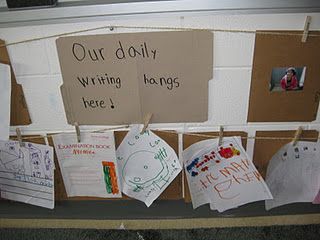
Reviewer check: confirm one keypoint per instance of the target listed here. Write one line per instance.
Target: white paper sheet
(293, 174)
(27, 173)
(147, 165)
(88, 168)
(5, 96)
(223, 176)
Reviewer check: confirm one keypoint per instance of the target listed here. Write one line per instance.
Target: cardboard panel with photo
(119, 78)
(284, 85)
(19, 110)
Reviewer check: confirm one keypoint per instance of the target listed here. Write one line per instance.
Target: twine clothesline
(214, 135)
(112, 27)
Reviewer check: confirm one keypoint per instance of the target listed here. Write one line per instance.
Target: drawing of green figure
(144, 169)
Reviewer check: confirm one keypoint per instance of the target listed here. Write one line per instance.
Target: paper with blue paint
(5, 95)
(293, 174)
(27, 173)
(223, 176)
(147, 165)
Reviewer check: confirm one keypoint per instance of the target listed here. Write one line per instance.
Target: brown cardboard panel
(264, 149)
(119, 78)
(188, 140)
(272, 51)
(174, 191)
(19, 110)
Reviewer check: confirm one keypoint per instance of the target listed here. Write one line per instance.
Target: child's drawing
(48, 165)
(148, 165)
(12, 158)
(151, 169)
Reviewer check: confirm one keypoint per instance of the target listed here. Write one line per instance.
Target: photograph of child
(287, 79)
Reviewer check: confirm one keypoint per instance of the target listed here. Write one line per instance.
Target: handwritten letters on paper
(223, 176)
(293, 174)
(26, 173)
(88, 168)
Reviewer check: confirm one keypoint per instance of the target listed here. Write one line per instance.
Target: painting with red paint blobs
(223, 176)
(89, 167)
(293, 174)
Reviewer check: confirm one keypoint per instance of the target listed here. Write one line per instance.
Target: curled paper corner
(122, 227)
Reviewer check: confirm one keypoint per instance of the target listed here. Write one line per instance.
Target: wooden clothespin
(220, 136)
(76, 125)
(146, 122)
(297, 136)
(19, 136)
(306, 29)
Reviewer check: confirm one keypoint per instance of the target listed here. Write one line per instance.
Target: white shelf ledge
(74, 11)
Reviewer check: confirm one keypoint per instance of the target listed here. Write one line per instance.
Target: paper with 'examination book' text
(27, 173)
(223, 176)
(88, 168)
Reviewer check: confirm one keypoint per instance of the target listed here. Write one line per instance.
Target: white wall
(36, 66)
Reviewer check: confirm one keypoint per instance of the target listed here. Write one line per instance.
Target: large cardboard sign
(119, 78)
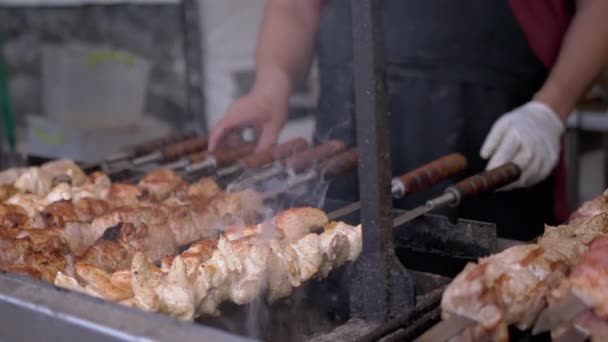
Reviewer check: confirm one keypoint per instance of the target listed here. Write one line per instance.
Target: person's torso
(477, 41)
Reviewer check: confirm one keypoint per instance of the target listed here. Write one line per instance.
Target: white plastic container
(93, 87)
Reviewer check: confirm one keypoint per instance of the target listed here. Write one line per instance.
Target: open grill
(391, 293)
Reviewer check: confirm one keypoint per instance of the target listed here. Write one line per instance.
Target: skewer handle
(231, 155)
(187, 147)
(157, 144)
(309, 158)
(342, 163)
(487, 181)
(278, 152)
(429, 174)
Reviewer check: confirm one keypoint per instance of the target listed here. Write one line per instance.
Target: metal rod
(370, 294)
(193, 50)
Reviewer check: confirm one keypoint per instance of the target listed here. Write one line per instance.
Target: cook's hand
(266, 114)
(529, 136)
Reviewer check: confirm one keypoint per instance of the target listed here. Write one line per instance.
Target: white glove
(530, 137)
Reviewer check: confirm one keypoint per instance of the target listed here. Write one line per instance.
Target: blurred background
(81, 78)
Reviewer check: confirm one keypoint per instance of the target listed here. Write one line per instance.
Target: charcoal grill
(392, 292)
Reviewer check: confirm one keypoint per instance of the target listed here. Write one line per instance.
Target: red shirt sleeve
(545, 23)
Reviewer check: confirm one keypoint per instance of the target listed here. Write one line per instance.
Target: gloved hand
(529, 136)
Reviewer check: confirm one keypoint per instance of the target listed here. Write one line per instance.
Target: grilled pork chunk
(236, 267)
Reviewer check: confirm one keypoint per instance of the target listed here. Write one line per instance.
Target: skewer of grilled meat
(65, 221)
(586, 286)
(512, 287)
(274, 257)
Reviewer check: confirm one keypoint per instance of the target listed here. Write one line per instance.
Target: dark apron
(454, 67)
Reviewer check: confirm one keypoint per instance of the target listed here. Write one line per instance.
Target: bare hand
(265, 113)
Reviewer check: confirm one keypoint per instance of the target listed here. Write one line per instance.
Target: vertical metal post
(371, 291)
(193, 51)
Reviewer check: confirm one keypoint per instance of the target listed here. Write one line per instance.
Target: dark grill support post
(193, 50)
(370, 289)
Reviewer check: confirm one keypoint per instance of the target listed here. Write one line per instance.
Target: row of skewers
(555, 284)
(121, 241)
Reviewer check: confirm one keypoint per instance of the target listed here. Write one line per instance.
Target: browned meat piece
(161, 183)
(56, 214)
(23, 270)
(590, 278)
(36, 250)
(6, 191)
(90, 208)
(591, 208)
(129, 214)
(101, 282)
(121, 195)
(116, 249)
(65, 168)
(34, 181)
(8, 177)
(203, 189)
(201, 192)
(198, 253)
(506, 288)
(109, 254)
(12, 216)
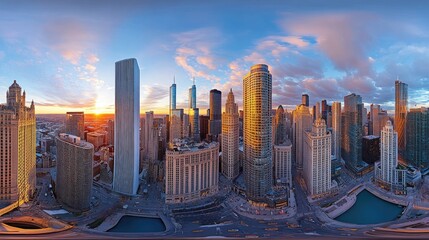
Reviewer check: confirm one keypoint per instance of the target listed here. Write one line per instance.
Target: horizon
(69, 48)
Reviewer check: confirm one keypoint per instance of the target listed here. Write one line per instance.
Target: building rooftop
(370, 137)
(188, 145)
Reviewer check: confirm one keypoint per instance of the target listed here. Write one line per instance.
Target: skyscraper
(387, 171)
(401, 109)
(111, 131)
(336, 129)
(74, 172)
(75, 124)
(317, 158)
(176, 124)
(418, 137)
(302, 121)
(257, 101)
(193, 96)
(18, 148)
(230, 133)
(194, 120)
(215, 112)
(305, 100)
(127, 122)
(279, 126)
(352, 132)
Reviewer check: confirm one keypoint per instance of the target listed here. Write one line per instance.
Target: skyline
(68, 50)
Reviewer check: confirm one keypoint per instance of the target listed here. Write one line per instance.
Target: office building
(215, 112)
(317, 159)
(194, 120)
(417, 137)
(74, 172)
(371, 149)
(302, 121)
(111, 132)
(336, 129)
(401, 109)
(127, 123)
(283, 163)
(75, 123)
(18, 148)
(305, 100)
(230, 134)
(192, 171)
(204, 126)
(352, 132)
(97, 139)
(279, 126)
(387, 172)
(257, 130)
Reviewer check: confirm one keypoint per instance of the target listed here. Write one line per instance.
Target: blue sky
(63, 52)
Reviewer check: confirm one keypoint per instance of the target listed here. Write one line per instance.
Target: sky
(62, 53)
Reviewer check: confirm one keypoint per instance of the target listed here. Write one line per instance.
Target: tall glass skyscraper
(401, 109)
(230, 134)
(417, 137)
(127, 123)
(257, 100)
(351, 132)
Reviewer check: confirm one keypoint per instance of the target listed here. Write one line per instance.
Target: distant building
(371, 149)
(352, 132)
(230, 139)
(191, 172)
(204, 126)
(388, 173)
(417, 138)
(336, 129)
(317, 159)
(97, 139)
(74, 172)
(305, 100)
(127, 122)
(75, 123)
(283, 162)
(111, 132)
(17, 148)
(302, 121)
(258, 162)
(215, 112)
(176, 124)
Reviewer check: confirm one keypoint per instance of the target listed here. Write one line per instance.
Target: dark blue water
(133, 224)
(369, 209)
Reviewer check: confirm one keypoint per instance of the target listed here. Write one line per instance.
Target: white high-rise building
(127, 122)
(317, 158)
(257, 132)
(336, 129)
(387, 171)
(230, 134)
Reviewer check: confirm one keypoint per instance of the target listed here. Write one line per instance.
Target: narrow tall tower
(215, 121)
(127, 122)
(401, 109)
(336, 129)
(257, 100)
(230, 134)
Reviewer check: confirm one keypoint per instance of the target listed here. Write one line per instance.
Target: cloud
(70, 38)
(194, 52)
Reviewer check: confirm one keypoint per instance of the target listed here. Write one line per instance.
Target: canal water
(369, 209)
(133, 224)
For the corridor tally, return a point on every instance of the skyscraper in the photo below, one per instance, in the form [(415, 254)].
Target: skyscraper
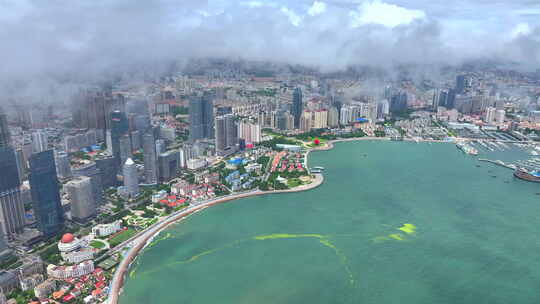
[(201, 117), (119, 128), (40, 141), (63, 168), (46, 193), (297, 107), (92, 171), (131, 178), (150, 158), (249, 132), (225, 134), (125, 148), (398, 102), (83, 204), (333, 117), (168, 165), (107, 169), (5, 136), (460, 84), (11, 205)]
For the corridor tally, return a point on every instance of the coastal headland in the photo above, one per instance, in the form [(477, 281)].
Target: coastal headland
[(139, 242)]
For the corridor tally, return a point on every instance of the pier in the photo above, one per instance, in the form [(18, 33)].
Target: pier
[(499, 163)]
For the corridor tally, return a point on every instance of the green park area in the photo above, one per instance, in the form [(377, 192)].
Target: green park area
[(121, 237), (97, 244)]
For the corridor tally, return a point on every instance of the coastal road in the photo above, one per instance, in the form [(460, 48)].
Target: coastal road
[(139, 241)]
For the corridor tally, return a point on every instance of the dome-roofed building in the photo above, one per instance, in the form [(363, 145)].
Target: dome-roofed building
[(68, 243)]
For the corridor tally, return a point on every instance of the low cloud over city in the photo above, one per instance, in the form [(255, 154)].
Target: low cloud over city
[(44, 38)]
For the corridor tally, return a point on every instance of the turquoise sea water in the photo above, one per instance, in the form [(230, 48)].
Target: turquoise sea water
[(468, 234)]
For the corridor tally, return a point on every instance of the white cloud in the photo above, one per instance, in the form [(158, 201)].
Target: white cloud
[(317, 8), (253, 3), (522, 29), (294, 18), (390, 15)]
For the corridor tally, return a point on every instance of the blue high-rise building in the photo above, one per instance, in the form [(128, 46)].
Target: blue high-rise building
[(45, 191), (296, 110), (460, 84), (398, 102), (11, 206), (201, 117), (119, 128)]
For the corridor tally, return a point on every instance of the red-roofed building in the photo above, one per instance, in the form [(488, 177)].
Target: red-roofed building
[(68, 298), (100, 285), (96, 292)]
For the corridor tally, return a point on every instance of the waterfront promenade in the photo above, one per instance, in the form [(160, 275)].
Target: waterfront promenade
[(138, 242)]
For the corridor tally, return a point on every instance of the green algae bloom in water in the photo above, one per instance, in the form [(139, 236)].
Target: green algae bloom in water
[(412, 223)]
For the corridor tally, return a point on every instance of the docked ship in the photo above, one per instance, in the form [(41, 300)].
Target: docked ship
[(467, 149), (531, 176)]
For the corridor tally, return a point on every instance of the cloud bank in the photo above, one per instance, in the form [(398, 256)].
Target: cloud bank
[(82, 39)]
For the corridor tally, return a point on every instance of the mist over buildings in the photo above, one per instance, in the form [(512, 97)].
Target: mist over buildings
[(51, 42)]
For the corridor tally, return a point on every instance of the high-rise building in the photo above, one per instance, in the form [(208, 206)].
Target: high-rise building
[(489, 116), (11, 205), (92, 109), (499, 116), (150, 158), (333, 117), (131, 178), (63, 168), (40, 141), (398, 102), (92, 171), (225, 134), (107, 169), (4, 250), (249, 132), (161, 147), (383, 108), (306, 121), (125, 148), (119, 128), (460, 84), (135, 140), (5, 135), (297, 107), (142, 123), (201, 117), (168, 165), (83, 204), (46, 193)]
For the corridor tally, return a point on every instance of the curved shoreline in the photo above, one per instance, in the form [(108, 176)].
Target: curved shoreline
[(140, 241)]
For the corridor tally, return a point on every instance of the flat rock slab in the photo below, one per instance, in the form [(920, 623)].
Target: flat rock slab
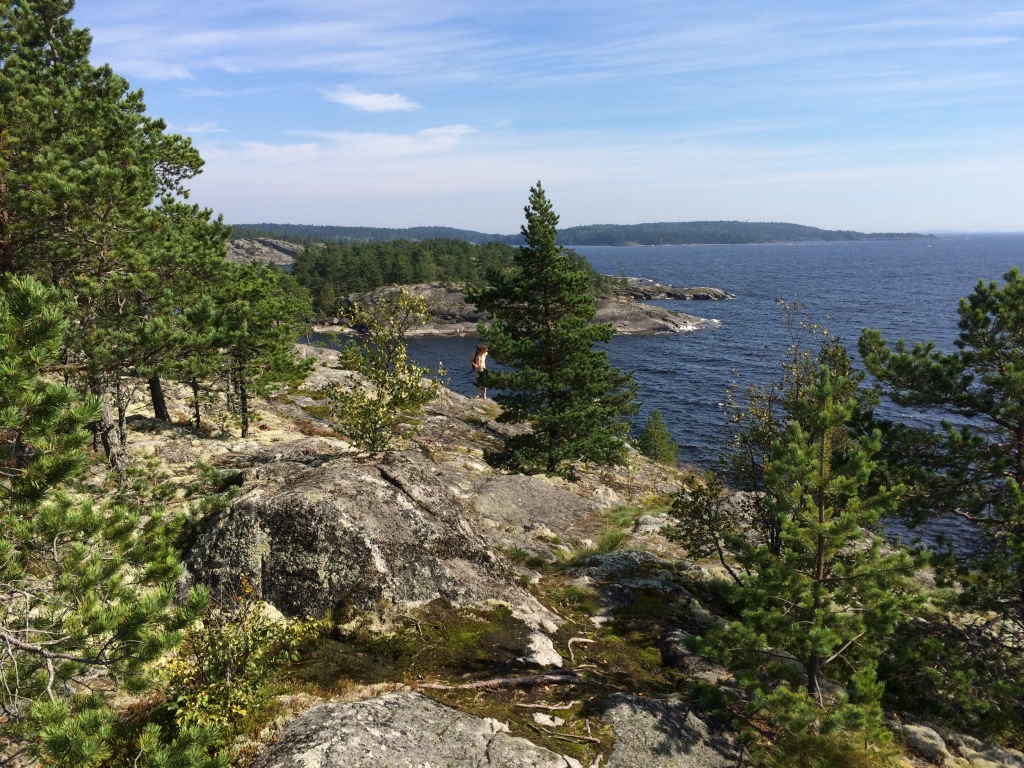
[(524, 502), (401, 730), (331, 534), (666, 734)]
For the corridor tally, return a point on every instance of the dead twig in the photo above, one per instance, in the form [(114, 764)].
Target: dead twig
[(567, 676), (565, 737), (552, 708)]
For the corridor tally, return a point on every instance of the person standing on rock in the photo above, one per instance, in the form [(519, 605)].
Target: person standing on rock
[(479, 363)]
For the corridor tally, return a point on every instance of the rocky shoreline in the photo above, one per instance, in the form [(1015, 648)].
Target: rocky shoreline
[(451, 315), (476, 617)]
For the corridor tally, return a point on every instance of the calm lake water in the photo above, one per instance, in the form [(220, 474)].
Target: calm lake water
[(907, 289)]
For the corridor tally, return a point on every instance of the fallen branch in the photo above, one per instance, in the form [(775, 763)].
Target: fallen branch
[(568, 676), (565, 737), (552, 708), (577, 640)]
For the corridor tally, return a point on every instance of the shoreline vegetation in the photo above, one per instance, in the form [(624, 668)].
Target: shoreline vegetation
[(655, 233)]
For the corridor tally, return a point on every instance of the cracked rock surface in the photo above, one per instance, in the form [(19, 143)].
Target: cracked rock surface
[(666, 734), (401, 730), (313, 537)]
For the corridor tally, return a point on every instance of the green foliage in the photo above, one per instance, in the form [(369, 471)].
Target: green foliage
[(223, 674), (82, 165), (258, 318), (695, 232), (849, 736), (41, 433), (576, 403), (380, 356), (89, 588), (655, 442), (973, 470), (332, 271), (829, 594), (809, 577)]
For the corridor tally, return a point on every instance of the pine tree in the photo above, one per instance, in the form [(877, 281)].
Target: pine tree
[(81, 166), (973, 471), (655, 442), (576, 403), (258, 321), (811, 581), (88, 588)]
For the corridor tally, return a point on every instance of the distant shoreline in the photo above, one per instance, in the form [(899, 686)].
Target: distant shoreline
[(656, 233)]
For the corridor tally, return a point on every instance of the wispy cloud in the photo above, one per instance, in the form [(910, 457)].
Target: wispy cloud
[(204, 128), (347, 95)]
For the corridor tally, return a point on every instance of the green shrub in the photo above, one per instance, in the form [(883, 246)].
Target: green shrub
[(223, 674), (655, 442)]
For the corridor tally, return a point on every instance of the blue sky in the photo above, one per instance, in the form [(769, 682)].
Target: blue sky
[(871, 116)]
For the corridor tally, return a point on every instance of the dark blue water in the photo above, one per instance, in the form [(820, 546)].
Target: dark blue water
[(907, 289)]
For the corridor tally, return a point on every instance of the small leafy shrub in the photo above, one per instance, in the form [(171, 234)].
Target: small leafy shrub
[(611, 539), (224, 672), (370, 416)]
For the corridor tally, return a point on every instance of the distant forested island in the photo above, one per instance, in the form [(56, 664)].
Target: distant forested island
[(660, 233)]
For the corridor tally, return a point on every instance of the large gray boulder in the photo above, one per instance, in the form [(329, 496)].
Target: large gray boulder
[(524, 502), (666, 734), (318, 536), (401, 730)]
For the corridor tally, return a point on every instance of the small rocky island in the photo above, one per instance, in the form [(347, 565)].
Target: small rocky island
[(469, 616)]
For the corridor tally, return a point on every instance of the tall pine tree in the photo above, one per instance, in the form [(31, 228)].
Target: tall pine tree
[(88, 588), (576, 403)]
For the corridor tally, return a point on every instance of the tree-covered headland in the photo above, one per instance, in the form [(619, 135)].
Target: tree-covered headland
[(114, 289), (333, 272)]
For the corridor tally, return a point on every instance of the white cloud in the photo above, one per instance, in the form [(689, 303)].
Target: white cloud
[(347, 95), (456, 176), (207, 127)]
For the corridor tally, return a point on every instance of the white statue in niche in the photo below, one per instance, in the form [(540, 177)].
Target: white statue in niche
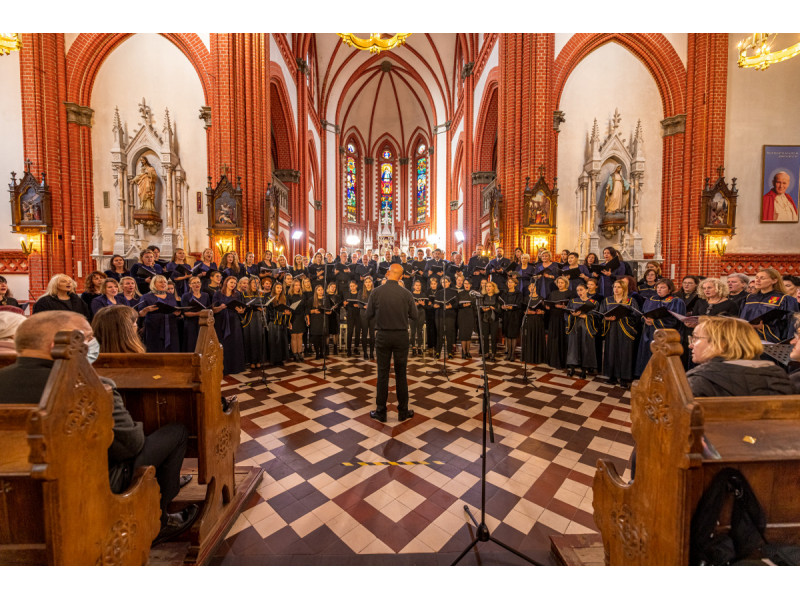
[(618, 192), (145, 182)]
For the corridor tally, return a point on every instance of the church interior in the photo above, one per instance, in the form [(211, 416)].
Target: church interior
[(660, 146)]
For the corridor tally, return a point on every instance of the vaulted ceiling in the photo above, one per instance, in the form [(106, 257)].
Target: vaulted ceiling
[(393, 95)]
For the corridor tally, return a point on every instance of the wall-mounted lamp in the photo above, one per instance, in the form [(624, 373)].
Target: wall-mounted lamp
[(29, 245), (719, 244)]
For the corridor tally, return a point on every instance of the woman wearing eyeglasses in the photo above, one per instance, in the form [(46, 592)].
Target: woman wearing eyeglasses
[(727, 352)]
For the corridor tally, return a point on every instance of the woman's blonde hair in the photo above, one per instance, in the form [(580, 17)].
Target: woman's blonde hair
[(52, 285), (136, 293), (114, 327), (731, 339), (722, 288), (154, 280)]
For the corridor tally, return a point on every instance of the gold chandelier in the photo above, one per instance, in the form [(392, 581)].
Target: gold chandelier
[(9, 42), (375, 43), (755, 52)]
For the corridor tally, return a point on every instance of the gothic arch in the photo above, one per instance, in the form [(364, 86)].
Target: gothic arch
[(653, 49), (89, 51)]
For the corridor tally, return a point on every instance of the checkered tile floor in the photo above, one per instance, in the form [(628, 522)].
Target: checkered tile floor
[(311, 508)]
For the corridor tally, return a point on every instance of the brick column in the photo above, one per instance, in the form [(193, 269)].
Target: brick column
[(526, 138), (240, 129)]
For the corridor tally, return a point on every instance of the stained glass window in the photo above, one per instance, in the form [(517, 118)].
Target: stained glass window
[(422, 189), (350, 186), (387, 189)]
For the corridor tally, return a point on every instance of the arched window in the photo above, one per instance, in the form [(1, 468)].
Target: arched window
[(351, 184), (422, 183), (387, 185)]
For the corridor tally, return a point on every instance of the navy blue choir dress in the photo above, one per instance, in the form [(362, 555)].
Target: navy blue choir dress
[(606, 283), (620, 340), (557, 340), (229, 332), (141, 273), (191, 325), (160, 330), (581, 333), (759, 303), (671, 303)]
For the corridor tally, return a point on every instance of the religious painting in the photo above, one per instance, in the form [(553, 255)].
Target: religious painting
[(779, 202), (225, 210)]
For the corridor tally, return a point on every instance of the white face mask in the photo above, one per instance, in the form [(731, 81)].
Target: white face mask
[(93, 350)]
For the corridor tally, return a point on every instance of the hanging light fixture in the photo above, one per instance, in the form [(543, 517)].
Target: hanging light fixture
[(756, 51), (9, 42), (375, 43)]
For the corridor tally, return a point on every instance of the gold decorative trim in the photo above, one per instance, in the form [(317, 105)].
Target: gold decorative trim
[(375, 43), (9, 42)]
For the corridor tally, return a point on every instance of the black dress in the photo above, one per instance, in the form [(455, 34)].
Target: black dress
[(581, 333), (74, 304), (229, 332), (466, 316), (253, 333), (160, 330), (512, 318), (620, 335), (534, 347), (557, 341), (191, 325), (277, 334)]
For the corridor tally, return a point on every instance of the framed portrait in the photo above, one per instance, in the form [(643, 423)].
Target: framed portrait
[(779, 200)]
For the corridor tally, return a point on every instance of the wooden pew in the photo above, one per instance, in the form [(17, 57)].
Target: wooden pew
[(161, 388), (647, 522), (56, 504)]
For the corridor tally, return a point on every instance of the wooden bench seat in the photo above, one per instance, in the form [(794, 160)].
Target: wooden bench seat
[(56, 504), (647, 521), (161, 388)]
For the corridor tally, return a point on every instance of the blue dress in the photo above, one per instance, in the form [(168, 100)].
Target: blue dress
[(671, 303), (191, 325), (160, 331), (759, 303), (229, 331)]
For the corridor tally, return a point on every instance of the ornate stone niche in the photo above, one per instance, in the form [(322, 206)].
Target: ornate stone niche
[(30, 203), (150, 186), (224, 207), (610, 187)]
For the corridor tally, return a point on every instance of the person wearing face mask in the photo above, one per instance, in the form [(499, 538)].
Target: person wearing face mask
[(165, 448), (60, 295)]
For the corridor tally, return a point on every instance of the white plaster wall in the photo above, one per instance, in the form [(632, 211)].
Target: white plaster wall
[(491, 63), (762, 109), (11, 150), (276, 56), (607, 79), (678, 40), (148, 65)]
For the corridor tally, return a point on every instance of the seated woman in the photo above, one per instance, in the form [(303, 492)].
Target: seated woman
[(60, 295), (727, 352)]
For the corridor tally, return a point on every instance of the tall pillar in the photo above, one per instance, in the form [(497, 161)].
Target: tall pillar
[(526, 139), (240, 127)]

.....

◆ **THE TASK**
Give the records as a JSON list of strings, one string per line and no blank lines. Begin at the line that contains "form [(517, 118)]." and stop after the line that contains "[(779, 200)]".

◆ **RESPONSE**
[
  "For the corridor tally, return a point on every instance of the stained glass window in the photo above, one per instance, in the form [(517, 118)].",
  "Target: stained glass window",
  "[(422, 189), (350, 186), (387, 189)]",
  "For the corridor tally, return a point on every instance of the arched window in the photo above, one per instance, in the form [(1, 468)].",
  "Target: arched window",
  "[(351, 184), (422, 183), (387, 185)]",
  "For the corridor tally, return a point on every instance of the navy blue choir dress in the photo above, one per instance, in the form [(362, 555)].",
  "Target: navy blue choir dress",
  "[(606, 283), (620, 340), (557, 340), (229, 332), (141, 273), (191, 325), (160, 330), (581, 333), (759, 303), (671, 303)]",
  "For the corridor tally, return a point on every instance of the religious painting in the photo above, one per instance, in the form [(553, 255)].",
  "Target: religious painting",
  "[(779, 202), (225, 210)]",
  "For the corridor tally, return a point on every instance of the white face mask in the photo above, one per instance, in the form [(731, 81)].",
  "Target: white face mask",
  "[(93, 350)]",
  "For the corridor tally, return a point on every instance of the hanging light fixture in the photo above, one per instance, in the form [(543, 517)].",
  "Target: hanging light fixture",
  "[(756, 51), (9, 42), (375, 43)]",
  "For the corridor tally, return a point on every instance of the gold decorative trim in the photo above, one per instance, in the form [(317, 105)].",
  "Target: gold decorative trim",
  "[(375, 43), (9, 42)]",
  "For the corridor tally, return a point on every instance of the black dress in the photo above, one per instance, in the form [(455, 34)].",
  "Target: black dress",
  "[(581, 333), (74, 304), (229, 332), (466, 316), (253, 333), (160, 330), (512, 318), (620, 335), (534, 347), (557, 341), (191, 325), (277, 334)]",
  "For the corridor tally, return a point on every instance of the framed portrait in the photo above, one per instance, in the form [(643, 423)].",
  "Target: framed portrait",
  "[(779, 200)]"
]